**EXERCISE TASK:** Revise the lines below, from the one containing "Where can you see the small" through the end of the records, inclusive, replacing "foliage" with "greenery" and leaving everything else unchanged.

___ EXTRACTED ENTRIES ___

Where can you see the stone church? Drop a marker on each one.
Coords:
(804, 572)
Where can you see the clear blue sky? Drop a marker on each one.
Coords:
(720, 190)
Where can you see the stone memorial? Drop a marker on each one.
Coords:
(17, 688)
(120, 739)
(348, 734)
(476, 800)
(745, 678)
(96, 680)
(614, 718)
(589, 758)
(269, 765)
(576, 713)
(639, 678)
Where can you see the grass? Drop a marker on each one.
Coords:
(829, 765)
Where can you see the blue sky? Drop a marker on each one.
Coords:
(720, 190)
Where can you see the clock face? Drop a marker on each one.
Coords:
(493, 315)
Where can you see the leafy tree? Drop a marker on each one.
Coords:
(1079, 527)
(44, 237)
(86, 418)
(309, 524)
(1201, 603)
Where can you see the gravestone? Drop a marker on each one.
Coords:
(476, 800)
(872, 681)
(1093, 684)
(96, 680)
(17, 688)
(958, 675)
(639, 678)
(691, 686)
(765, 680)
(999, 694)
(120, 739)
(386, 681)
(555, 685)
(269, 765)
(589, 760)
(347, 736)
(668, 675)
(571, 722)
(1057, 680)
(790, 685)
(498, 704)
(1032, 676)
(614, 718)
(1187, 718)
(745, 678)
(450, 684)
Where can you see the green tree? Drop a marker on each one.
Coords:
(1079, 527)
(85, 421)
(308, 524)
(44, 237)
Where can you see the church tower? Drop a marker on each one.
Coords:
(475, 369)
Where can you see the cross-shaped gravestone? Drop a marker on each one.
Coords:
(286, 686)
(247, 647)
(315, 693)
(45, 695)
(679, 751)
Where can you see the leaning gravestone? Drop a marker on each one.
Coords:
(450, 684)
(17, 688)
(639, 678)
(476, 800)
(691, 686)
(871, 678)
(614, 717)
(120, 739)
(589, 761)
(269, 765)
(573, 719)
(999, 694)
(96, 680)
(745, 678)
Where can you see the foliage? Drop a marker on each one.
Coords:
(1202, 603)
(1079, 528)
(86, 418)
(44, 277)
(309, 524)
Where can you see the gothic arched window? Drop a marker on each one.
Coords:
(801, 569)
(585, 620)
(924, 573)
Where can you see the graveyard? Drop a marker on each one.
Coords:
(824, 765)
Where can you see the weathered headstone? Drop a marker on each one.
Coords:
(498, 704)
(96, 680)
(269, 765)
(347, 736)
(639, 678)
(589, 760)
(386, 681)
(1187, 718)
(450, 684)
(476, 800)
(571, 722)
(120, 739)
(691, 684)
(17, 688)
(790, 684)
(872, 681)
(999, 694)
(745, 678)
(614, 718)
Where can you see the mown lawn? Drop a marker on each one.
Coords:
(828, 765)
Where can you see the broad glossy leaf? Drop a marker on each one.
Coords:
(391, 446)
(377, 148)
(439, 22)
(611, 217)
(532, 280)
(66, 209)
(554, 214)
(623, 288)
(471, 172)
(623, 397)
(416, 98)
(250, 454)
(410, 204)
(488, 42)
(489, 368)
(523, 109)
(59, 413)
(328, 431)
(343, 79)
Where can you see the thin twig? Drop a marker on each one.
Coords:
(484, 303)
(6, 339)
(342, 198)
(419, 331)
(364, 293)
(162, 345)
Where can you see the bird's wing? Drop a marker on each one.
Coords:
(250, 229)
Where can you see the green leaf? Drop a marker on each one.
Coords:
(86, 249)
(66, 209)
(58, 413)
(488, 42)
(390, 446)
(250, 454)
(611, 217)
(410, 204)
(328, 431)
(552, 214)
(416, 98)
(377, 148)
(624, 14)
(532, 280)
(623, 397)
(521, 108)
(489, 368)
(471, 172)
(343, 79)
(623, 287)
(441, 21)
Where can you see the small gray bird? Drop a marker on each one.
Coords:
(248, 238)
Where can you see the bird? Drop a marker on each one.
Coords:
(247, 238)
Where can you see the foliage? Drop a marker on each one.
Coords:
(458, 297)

___

**THE ANSWER:**
Where can you see the small gray bird? Drop a marker on each one.
Coords:
(248, 238)
Where can you see the bird? Drop a marker on each one.
Coords:
(247, 238)
Where can you see the greenery? Drop a marker on each one.
Coords:
(458, 297)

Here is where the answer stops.